## [EXERCISE AIM]
Reproduce everything from the line containing "bus tire, writing" down to the end of the material below, requests included. Add -121 to every coordinate in the answers, and leave the pictures out.

## [DATA SHOWN]
_ _ _ _
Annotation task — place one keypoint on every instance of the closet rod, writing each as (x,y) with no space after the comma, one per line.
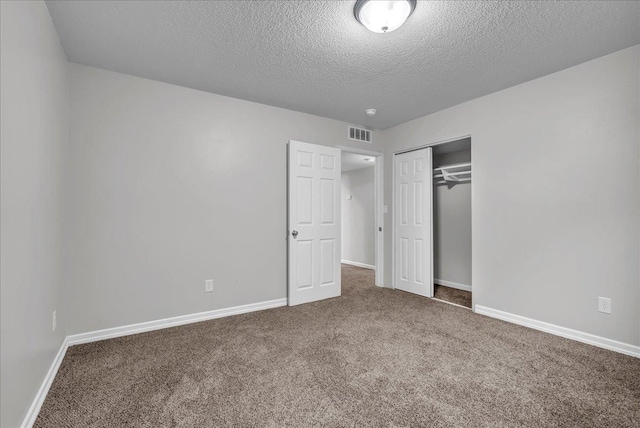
(462,180)
(460,165)
(453,173)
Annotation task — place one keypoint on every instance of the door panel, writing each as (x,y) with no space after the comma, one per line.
(314,223)
(413,222)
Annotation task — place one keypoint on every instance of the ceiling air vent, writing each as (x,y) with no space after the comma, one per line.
(359,134)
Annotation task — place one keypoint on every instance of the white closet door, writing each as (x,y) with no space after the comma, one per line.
(314,222)
(413,218)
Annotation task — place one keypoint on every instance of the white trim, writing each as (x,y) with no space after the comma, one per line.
(450,303)
(450,284)
(358,264)
(126,330)
(591,339)
(38,400)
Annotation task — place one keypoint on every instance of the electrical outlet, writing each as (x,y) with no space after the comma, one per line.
(604,305)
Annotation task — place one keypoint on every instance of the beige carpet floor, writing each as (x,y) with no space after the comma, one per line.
(453,295)
(371,358)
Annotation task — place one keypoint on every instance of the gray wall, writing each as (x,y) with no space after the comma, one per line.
(551,229)
(452,225)
(358,216)
(171,186)
(34,135)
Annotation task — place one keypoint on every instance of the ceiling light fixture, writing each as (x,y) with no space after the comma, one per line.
(383,16)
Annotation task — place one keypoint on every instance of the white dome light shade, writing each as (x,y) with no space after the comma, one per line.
(383,16)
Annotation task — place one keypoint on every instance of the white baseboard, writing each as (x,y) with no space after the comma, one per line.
(38,400)
(358,264)
(142,327)
(591,339)
(452,284)
(109,333)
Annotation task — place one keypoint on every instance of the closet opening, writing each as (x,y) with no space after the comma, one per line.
(432,221)
(452,222)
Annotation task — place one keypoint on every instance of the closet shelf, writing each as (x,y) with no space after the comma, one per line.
(451,174)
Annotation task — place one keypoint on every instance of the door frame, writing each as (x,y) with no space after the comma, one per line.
(393,208)
(378,198)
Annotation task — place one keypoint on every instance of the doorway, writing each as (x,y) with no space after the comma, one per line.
(314,221)
(362,211)
(432,238)
(358,217)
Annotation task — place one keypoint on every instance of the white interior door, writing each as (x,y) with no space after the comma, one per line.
(314,222)
(413,212)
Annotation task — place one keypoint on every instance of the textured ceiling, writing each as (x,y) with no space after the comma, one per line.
(314,57)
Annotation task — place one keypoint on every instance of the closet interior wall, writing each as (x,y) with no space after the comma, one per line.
(452,223)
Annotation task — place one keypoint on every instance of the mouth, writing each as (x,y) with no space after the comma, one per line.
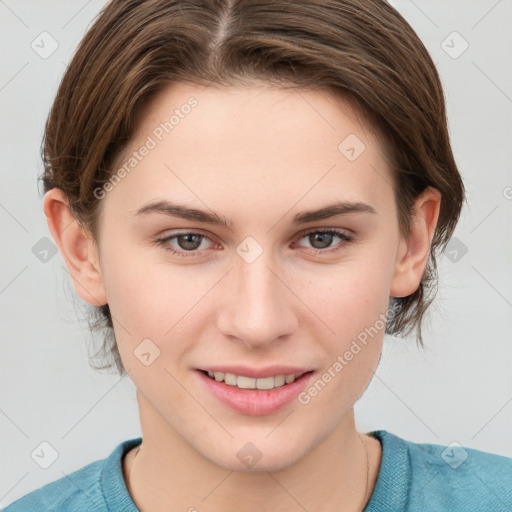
(262,383)
(259,394)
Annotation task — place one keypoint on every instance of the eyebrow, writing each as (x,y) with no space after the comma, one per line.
(173,209)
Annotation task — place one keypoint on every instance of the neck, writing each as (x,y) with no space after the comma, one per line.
(168,474)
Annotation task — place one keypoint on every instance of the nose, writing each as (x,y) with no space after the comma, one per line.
(259,306)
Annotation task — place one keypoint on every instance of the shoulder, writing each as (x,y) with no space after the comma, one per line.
(80,491)
(448,477)
(92,488)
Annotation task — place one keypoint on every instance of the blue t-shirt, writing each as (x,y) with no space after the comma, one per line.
(413,477)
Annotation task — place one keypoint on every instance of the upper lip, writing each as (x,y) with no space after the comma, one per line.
(258,373)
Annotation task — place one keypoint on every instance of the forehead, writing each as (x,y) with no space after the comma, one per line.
(260,147)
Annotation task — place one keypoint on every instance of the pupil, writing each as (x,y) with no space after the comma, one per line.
(324,238)
(187,241)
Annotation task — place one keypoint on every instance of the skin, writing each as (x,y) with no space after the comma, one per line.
(256,155)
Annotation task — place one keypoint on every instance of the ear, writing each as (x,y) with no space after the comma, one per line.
(414,250)
(76,246)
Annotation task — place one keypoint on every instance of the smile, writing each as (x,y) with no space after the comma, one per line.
(244,382)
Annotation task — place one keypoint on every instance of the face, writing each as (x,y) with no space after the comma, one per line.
(252,286)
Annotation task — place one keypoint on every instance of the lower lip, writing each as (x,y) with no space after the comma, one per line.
(256,402)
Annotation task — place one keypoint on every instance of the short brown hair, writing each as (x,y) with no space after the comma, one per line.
(363,51)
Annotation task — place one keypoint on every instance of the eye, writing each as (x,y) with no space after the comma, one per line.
(323,239)
(189,242)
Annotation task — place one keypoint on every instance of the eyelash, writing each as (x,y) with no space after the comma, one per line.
(163,242)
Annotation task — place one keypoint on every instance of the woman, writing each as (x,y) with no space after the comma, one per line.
(250,194)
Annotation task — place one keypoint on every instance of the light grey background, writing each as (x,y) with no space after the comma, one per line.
(458,389)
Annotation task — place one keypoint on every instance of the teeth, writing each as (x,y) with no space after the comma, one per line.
(244,382)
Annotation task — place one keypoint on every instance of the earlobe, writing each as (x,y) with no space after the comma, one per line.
(76,246)
(414,251)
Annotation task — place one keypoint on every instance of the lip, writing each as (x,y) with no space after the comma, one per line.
(254,402)
(257,373)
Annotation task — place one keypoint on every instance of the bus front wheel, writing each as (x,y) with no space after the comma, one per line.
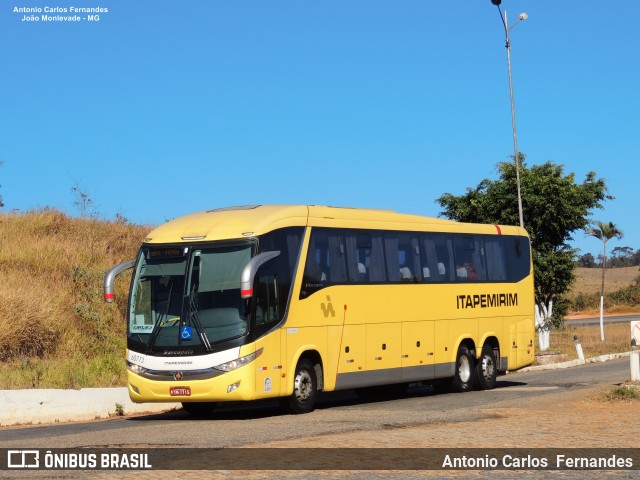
(464,376)
(305,389)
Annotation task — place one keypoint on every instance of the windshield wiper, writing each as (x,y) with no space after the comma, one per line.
(195,320)
(159,322)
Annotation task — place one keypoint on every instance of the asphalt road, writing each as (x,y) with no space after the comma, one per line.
(610,319)
(248,424)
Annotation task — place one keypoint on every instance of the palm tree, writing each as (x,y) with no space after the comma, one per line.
(603,232)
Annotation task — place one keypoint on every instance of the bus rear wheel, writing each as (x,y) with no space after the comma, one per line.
(464,376)
(305,389)
(486,369)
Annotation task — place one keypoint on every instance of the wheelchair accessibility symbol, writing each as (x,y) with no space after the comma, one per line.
(185,333)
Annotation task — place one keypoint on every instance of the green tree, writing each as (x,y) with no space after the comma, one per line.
(603,232)
(554,207)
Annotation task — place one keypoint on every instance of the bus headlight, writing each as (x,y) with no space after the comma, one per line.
(238,362)
(137,369)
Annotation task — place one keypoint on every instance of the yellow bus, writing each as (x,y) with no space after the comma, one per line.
(274,301)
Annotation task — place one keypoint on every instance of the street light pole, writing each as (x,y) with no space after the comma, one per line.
(507,29)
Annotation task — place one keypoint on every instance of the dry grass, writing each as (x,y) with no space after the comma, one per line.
(589,280)
(617,339)
(58,330)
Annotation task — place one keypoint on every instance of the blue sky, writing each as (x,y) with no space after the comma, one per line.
(162,108)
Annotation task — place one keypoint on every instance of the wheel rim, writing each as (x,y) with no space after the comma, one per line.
(464,369)
(488,367)
(304,386)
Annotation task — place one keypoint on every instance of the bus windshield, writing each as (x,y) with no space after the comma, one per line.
(188,296)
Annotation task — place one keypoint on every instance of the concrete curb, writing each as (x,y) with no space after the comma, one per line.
(24,407)
(575,363)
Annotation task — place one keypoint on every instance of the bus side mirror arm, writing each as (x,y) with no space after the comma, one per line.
(249,272)
(110,278)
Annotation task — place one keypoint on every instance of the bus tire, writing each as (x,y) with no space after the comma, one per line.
(464,376)
(198,409)
(305,389)
(487,369)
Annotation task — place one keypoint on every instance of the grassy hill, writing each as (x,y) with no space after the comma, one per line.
(57,330)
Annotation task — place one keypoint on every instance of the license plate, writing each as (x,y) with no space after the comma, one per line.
(180,391)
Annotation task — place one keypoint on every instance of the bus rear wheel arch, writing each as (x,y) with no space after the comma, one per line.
(463,379)
(486,370)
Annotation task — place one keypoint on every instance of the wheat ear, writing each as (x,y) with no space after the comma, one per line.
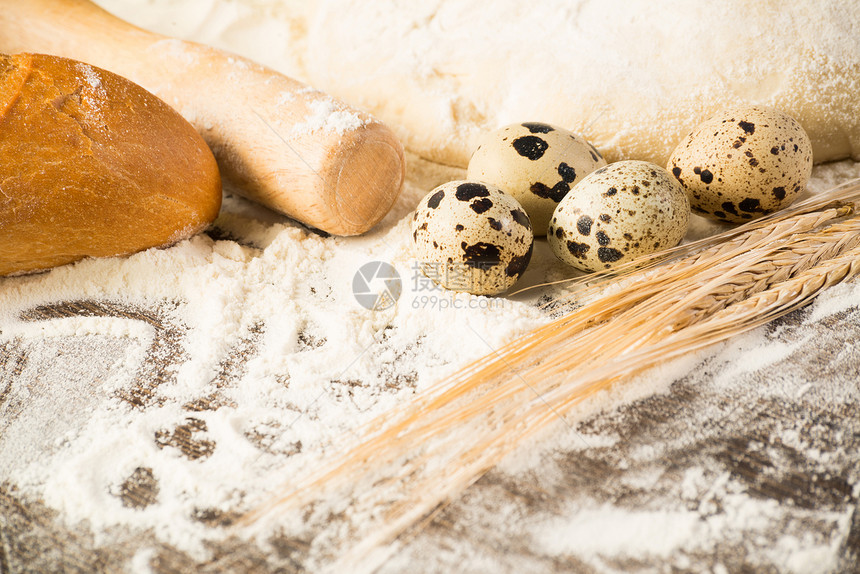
_ _ _ _
## [FULL SOLUTION]
Annotation task — place one keypoint on every instance of the bus tire, writing each as (x,y) with no space after the comma, one per line.
(343,255)
(77,288)
(184,268)
(366,248)
Annotation task — place one keypoint on every instance of the grassy hill, writing each as (x,y) with no space after the comma, one per line.
(-64,209)
Annotation task — place one keypoint on every instance of the license plate, writing each as (x,y) with no space after the comma, one per line.
(59,270)
Annotation task — place one keypoint on every instance of the bus rear wheel arch, writing each as (x,y) with no space after the comma, one per line.
(342,258)
(365,249)
Annotation task — place one keypoint on every instance of the wheat ear, writing each as (x,y) with no space after the comma, one per line.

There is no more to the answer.